> _COMPLETE THE FOLLOWING_
A. In the article on Stake's commission-free brokerage, how many New Zealanders were on Stake's wait-list before its launch?
B. From the article on Stake's commission-free brokerage, extract the stretch from "Despite the worldwide" through "month by Stake.".

*** EXCERPT PROVIDED ***

Pandemic has created more interest in the ‘Disneyland’ of stock markets.

Despite the worldwide health crisis and economic gloom engendered by the Covid-19 virus, the pandemic may yet have a silver lining for some Kiwi investors.

An increasing number are eyeing stocks in US companies - several of which are working to develop a Covid-19 vaccine - through a new commission-free digital brokerage launched in New Zealand last month by Stake.

More than 2000 New Zealanders were on Stake's wait-list even before its launch and company CEO and founder Matt Leibowitz believes people have become more interested in sharemarket and stock trading since the outbreak of the coronavirus.

He says Kiwis are highly engaged with trading opportunities in the US share market which include chances of buying into companies at the leading edge of the global race to develop a coronavirus vaccine.


"There are a number of companies listed in the US working on vaccines," he says. "This creates a massive opportunity for investors because, as we know, so many people around the world will need a vaccine.

"Obviously there is a lot of interest around vaccines because people are reading about it all the time but there are many other opportunities as well. The US has the world's largest stock market, there is so much diversity - it really is a Disneyland for investors."

Leibowitz says Stake is focusing solely on the US and is adapting technology to enable Kiwi investors commission-free access to the market there using app and web-based platforms while in the comfort of their homes.

"Commission-free trading has been around for over five years," he says. "We launched in Australia in 2017 but until now New Zealand has been left out. New Zealand is an important place and one has to ask why has it been left waiting for so long, as commission-free is the way the world is going."

He says for the last few months the Australia-New Zealand operation has traded an average of 10 million shares a month - or more than US$1 billion - and built a customer base of over 90,000 around the world.

Kiwis have been very quick to cotton on to the opportunity: "We launched in the UK a few months ago but the first day we opened in New Zealand (May 1) we already had more accounts here than in the whole of the UK."

*** End of EXCERPT PROVIDED ***
*** AVAILABLE DATA ***

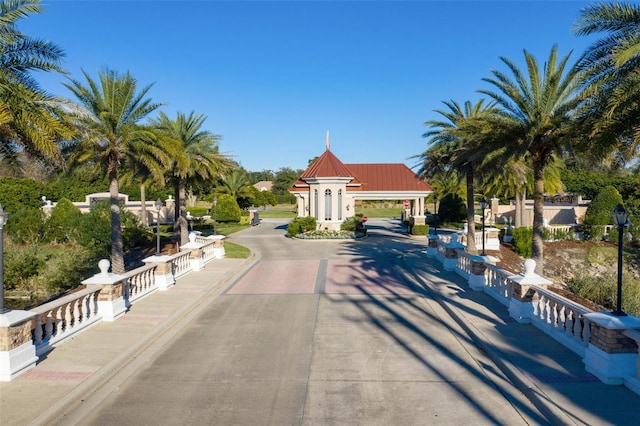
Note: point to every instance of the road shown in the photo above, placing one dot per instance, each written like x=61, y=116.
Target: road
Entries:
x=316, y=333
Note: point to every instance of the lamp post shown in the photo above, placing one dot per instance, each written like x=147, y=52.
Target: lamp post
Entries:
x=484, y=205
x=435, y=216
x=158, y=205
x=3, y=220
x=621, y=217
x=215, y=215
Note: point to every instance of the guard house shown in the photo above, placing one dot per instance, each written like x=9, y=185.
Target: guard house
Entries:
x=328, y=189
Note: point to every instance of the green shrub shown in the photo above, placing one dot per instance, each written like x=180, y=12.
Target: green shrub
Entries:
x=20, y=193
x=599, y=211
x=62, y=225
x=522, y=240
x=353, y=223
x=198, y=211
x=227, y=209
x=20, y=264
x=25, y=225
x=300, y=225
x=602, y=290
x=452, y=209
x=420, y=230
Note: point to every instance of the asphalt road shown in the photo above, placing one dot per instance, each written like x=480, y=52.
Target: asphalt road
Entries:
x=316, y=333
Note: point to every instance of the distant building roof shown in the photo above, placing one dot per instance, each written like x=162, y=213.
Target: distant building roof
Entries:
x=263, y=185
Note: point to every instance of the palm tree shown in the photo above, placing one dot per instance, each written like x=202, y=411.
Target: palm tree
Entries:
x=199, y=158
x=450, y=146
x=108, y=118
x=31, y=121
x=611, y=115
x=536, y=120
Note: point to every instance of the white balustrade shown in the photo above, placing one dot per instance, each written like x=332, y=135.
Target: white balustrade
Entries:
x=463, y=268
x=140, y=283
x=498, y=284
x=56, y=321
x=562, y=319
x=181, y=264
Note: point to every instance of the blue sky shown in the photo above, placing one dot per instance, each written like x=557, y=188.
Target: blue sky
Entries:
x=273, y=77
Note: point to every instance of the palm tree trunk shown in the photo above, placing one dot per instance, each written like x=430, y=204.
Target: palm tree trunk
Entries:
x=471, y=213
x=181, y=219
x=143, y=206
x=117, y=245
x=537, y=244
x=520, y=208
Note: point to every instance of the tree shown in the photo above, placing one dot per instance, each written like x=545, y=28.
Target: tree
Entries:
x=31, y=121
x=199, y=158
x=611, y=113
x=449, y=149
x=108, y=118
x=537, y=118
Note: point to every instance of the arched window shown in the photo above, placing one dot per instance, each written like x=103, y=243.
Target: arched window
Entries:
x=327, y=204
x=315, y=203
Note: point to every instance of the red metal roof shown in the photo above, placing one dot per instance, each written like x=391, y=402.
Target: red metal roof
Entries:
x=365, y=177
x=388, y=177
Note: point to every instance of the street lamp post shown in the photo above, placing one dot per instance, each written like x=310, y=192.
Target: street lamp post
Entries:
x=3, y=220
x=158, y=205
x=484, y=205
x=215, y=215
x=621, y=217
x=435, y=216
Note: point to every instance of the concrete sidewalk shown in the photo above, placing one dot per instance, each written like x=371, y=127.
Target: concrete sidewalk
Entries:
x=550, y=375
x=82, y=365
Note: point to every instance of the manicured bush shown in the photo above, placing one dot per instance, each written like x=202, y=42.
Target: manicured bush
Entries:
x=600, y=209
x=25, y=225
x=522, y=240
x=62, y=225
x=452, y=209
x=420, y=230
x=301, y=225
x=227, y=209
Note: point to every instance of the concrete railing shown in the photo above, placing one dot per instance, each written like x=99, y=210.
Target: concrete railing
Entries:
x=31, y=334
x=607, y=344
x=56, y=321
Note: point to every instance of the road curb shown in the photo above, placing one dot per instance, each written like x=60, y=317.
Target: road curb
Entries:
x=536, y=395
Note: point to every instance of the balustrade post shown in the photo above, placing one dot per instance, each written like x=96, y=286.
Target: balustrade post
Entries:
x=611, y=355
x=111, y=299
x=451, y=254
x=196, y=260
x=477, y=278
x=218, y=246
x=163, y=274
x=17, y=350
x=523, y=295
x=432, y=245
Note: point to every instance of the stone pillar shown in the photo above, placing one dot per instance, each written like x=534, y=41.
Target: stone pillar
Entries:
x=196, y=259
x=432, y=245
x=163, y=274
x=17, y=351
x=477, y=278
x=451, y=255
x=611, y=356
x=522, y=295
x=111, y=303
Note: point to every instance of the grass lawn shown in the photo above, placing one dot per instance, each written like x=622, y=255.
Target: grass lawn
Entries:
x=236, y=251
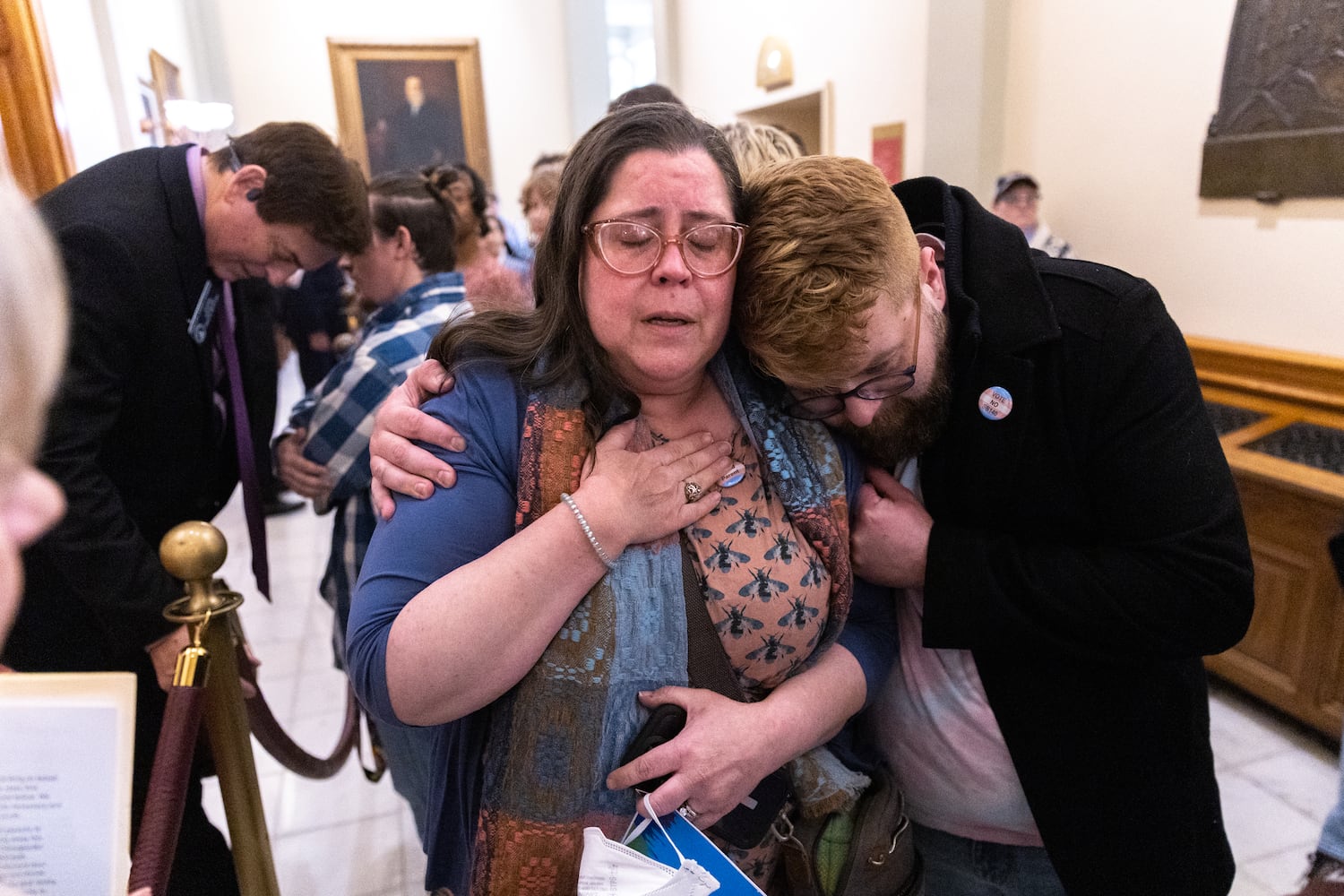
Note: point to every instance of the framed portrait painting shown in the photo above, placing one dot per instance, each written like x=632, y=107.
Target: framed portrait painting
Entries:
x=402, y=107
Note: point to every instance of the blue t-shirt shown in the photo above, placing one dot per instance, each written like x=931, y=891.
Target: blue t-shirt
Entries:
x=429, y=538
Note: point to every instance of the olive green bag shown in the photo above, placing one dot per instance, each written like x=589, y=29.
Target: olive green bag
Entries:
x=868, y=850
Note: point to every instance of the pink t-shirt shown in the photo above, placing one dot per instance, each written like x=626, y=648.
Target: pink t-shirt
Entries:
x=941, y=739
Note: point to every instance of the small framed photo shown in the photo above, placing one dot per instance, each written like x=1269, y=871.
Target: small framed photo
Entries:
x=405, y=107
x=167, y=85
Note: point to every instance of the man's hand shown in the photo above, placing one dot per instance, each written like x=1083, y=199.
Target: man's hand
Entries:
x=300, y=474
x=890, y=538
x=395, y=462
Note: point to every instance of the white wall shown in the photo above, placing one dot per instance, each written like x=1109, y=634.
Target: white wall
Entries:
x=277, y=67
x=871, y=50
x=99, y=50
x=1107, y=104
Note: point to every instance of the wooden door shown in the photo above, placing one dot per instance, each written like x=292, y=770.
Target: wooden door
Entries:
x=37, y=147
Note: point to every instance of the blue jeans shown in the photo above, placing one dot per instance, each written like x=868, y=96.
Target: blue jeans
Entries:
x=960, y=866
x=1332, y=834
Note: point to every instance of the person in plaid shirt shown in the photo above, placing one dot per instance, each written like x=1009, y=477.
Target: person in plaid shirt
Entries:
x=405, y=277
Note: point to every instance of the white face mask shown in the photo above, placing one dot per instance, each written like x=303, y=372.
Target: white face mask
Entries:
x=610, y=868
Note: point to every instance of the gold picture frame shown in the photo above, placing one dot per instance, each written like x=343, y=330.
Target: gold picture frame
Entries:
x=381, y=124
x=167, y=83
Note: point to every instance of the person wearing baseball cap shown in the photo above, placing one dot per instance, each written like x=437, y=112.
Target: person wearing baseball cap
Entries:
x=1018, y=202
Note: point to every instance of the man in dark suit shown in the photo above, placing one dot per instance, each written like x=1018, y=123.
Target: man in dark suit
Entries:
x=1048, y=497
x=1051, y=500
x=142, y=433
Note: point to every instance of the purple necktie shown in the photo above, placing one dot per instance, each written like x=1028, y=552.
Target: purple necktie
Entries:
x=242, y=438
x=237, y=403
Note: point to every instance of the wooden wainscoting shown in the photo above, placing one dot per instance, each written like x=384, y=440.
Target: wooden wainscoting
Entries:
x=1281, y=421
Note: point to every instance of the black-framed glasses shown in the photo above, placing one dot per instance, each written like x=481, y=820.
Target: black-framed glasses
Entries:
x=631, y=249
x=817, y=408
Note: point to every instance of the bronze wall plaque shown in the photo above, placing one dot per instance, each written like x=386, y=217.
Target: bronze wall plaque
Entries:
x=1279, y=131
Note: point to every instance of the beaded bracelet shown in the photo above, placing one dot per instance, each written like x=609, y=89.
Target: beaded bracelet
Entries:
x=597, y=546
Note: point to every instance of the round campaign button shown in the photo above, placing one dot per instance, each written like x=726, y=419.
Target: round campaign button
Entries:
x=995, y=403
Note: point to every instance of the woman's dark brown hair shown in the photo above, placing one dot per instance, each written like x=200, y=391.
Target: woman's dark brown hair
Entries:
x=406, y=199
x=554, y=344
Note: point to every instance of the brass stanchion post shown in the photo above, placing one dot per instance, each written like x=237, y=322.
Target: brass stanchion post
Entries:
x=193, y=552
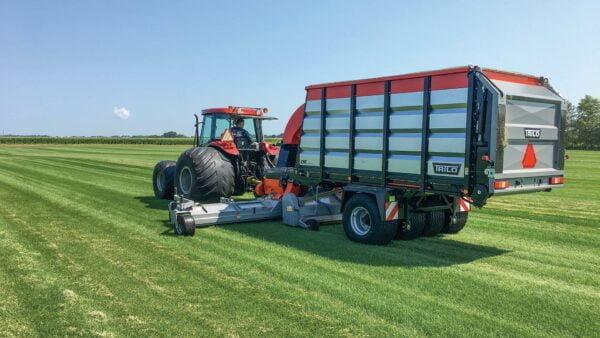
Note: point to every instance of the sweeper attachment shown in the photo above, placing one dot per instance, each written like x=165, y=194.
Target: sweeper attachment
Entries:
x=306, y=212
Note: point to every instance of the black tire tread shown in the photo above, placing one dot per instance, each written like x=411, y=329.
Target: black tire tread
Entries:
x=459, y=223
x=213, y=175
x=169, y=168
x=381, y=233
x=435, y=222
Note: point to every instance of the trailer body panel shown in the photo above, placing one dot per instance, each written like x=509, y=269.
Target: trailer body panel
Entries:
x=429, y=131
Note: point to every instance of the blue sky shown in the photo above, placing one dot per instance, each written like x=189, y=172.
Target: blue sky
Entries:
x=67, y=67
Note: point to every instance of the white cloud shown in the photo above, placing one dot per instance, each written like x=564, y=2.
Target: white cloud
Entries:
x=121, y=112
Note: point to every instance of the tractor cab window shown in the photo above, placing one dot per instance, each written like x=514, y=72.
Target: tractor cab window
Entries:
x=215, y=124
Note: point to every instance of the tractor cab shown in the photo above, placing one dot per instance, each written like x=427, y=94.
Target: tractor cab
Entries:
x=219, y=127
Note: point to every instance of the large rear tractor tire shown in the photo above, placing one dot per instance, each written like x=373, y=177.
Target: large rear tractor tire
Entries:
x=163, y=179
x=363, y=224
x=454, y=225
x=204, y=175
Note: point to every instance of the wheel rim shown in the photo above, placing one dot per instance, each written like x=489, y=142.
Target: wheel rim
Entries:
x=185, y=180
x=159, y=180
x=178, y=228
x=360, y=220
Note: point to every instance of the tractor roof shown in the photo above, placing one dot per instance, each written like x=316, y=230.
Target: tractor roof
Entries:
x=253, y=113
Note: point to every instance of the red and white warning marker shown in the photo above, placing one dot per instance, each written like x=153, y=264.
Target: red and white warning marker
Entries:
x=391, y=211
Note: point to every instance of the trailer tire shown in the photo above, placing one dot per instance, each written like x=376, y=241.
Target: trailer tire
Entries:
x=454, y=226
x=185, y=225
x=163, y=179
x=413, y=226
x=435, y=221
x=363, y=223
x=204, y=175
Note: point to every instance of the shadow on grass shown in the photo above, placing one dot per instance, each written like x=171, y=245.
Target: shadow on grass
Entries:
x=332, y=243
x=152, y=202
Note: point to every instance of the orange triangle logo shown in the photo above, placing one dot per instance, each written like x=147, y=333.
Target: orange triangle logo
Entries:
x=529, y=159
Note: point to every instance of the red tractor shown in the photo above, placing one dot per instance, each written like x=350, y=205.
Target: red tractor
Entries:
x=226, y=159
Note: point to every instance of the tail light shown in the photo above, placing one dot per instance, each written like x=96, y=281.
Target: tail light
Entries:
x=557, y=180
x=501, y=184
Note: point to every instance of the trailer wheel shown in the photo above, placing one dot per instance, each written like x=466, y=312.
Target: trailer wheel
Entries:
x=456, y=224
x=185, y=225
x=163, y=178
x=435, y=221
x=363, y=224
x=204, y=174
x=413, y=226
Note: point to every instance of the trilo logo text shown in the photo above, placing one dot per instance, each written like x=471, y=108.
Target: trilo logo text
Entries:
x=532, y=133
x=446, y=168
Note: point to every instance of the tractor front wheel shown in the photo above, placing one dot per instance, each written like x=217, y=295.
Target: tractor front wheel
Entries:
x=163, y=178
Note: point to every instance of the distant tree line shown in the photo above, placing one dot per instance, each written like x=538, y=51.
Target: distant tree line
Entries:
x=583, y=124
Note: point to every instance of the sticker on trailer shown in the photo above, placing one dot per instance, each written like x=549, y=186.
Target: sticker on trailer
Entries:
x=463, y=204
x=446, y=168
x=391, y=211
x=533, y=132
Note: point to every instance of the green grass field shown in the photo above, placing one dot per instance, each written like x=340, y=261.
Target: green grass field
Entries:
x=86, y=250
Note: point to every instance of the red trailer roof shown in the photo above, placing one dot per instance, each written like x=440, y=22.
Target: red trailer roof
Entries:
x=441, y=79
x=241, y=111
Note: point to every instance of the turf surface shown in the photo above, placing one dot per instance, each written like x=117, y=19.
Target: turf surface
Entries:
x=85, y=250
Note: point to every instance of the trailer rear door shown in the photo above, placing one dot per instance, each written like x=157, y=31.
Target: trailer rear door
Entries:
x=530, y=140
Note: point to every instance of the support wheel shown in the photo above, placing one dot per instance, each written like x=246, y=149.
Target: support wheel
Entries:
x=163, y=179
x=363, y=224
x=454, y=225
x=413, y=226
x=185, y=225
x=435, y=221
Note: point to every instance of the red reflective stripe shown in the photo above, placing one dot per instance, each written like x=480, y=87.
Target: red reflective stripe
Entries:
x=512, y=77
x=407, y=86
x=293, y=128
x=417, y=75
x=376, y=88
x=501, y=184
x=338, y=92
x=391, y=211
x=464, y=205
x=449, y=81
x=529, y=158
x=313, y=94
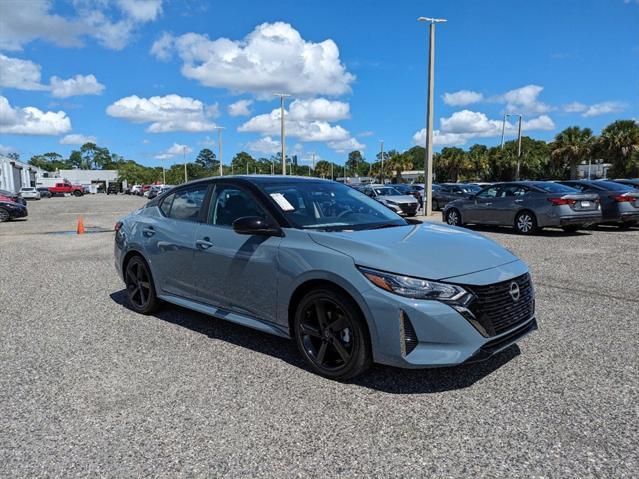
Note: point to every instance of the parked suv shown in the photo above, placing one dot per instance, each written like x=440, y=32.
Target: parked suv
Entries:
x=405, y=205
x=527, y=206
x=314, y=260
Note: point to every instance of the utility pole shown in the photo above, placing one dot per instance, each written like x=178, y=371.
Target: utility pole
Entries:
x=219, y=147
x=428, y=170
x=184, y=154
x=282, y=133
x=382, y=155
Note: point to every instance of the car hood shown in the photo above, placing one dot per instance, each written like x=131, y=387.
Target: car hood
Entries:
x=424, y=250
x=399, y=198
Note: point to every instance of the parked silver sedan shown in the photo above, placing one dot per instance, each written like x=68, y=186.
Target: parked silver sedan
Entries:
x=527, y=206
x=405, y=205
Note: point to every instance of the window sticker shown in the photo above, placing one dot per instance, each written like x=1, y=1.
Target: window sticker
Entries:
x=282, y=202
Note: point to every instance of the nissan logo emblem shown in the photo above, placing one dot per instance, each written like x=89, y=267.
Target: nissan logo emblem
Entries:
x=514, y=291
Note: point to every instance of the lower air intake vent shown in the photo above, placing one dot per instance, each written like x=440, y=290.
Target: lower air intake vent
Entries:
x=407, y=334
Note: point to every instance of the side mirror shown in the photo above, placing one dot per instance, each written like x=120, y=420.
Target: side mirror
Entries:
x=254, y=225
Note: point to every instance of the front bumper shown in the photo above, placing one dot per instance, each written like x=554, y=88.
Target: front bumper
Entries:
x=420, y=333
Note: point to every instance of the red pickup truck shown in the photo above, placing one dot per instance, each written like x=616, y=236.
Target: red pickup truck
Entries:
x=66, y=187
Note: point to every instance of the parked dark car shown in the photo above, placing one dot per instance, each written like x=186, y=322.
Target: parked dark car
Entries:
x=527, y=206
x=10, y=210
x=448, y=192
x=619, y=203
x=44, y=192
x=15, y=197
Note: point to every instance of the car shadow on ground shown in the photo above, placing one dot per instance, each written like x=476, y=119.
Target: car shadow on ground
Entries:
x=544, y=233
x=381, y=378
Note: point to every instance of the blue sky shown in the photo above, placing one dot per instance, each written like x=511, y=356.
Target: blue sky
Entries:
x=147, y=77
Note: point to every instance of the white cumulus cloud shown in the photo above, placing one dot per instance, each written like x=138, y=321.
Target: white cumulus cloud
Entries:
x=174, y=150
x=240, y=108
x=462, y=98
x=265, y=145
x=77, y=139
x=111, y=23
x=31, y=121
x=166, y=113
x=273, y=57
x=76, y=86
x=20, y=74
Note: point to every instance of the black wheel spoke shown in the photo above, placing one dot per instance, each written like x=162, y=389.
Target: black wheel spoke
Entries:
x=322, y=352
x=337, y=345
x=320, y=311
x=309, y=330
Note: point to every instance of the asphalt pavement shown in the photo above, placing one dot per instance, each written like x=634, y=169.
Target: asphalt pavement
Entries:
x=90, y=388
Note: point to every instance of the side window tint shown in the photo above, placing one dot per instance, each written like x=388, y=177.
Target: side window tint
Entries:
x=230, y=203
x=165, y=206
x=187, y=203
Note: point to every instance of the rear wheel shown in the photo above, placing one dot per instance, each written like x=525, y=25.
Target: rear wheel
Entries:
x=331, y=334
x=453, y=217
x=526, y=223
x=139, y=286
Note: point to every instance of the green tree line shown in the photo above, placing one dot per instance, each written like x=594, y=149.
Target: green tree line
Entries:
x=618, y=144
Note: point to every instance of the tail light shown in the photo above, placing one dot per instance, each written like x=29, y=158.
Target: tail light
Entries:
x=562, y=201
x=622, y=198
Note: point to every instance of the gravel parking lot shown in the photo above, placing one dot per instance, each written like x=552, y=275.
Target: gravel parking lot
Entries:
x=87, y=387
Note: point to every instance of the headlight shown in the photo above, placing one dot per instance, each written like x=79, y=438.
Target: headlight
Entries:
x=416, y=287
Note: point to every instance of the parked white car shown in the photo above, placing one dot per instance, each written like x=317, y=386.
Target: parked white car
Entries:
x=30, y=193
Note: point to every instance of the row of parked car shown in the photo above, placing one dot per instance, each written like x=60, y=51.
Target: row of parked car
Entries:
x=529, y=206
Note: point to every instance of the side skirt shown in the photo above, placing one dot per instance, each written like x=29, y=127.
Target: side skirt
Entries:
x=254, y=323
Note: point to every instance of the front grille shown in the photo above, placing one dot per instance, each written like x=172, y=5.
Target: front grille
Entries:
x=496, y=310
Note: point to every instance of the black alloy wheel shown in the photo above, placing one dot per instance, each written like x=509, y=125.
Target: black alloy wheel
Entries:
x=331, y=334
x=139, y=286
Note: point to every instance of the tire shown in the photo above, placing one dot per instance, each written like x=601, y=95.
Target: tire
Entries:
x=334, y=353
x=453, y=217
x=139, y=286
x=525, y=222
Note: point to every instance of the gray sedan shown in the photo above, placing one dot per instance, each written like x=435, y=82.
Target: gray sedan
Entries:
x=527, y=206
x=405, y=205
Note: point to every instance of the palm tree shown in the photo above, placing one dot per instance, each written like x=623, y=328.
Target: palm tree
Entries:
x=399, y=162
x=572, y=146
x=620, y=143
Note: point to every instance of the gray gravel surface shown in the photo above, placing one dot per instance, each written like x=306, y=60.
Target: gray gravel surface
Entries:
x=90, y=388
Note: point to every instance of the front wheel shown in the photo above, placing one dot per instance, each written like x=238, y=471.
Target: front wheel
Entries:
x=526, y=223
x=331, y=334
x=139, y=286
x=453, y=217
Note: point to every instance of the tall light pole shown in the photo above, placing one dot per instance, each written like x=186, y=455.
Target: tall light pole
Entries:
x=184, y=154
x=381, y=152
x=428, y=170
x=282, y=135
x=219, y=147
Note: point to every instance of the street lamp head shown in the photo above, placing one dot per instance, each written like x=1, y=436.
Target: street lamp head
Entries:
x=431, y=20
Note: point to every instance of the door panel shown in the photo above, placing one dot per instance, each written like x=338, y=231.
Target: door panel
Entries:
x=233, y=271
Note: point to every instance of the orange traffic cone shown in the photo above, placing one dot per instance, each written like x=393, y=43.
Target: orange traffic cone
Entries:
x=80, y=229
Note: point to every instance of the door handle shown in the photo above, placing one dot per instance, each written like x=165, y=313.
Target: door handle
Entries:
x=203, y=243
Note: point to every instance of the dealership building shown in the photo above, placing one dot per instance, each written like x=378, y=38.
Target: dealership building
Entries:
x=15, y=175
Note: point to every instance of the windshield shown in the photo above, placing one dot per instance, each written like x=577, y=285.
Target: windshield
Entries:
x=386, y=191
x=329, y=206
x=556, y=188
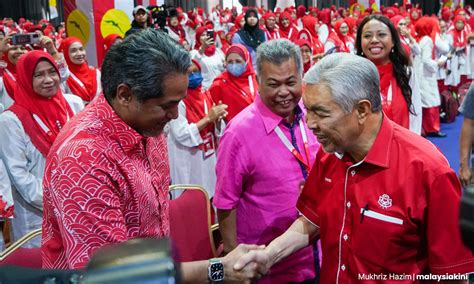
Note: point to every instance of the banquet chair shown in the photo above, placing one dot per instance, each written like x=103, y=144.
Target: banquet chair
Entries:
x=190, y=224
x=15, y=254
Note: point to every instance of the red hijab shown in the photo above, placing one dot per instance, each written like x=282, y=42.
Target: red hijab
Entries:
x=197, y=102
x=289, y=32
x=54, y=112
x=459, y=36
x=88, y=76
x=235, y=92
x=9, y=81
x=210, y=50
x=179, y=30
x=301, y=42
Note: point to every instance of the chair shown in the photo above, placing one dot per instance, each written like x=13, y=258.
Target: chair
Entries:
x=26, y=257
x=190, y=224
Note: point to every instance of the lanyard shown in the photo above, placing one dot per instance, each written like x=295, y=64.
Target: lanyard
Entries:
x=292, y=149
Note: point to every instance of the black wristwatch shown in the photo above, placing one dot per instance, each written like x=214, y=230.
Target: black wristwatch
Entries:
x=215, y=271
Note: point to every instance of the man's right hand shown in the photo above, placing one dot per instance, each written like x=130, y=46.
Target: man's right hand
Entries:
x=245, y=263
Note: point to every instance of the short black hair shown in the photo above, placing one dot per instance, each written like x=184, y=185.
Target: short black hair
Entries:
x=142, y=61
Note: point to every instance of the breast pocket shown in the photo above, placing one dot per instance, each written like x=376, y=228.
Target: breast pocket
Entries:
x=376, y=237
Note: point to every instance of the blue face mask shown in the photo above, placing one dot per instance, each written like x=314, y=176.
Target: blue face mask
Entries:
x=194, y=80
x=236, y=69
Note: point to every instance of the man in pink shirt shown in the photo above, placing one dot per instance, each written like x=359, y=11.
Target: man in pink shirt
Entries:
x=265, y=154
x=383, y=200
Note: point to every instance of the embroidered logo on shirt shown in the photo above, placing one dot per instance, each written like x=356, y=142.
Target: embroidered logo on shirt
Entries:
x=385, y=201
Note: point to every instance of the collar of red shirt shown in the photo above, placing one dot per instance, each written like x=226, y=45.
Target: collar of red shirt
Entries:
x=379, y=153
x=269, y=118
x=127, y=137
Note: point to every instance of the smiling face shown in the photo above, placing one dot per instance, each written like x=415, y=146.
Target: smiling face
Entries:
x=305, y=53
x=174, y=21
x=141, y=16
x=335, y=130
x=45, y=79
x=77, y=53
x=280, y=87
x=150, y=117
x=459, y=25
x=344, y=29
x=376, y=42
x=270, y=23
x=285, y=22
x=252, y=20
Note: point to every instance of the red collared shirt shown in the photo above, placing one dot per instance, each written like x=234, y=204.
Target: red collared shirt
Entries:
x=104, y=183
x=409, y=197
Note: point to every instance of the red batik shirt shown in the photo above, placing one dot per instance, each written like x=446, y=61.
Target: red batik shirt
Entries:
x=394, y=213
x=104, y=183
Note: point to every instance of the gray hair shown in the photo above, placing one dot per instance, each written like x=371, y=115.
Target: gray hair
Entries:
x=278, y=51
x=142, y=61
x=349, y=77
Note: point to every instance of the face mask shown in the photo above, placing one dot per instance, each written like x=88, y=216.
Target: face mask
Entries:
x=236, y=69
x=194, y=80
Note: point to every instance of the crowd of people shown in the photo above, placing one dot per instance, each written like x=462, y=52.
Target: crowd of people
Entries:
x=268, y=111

*** End of AVAILABLE DATA ***

> _PROBLEM SOLUTIONS_
A. More than 2000

B.
Despite the worldwide health crisis and economic gloom engendered by the Covid-19 virus, the pandemic may yet have a silver lining for some Kiwi investors.

An increasing number are eyeing stocks in US companies - several of which are working to develop a Covid-19 vaccine - through a new commission-free digital brokerage launched in New Zealand last month by Stake.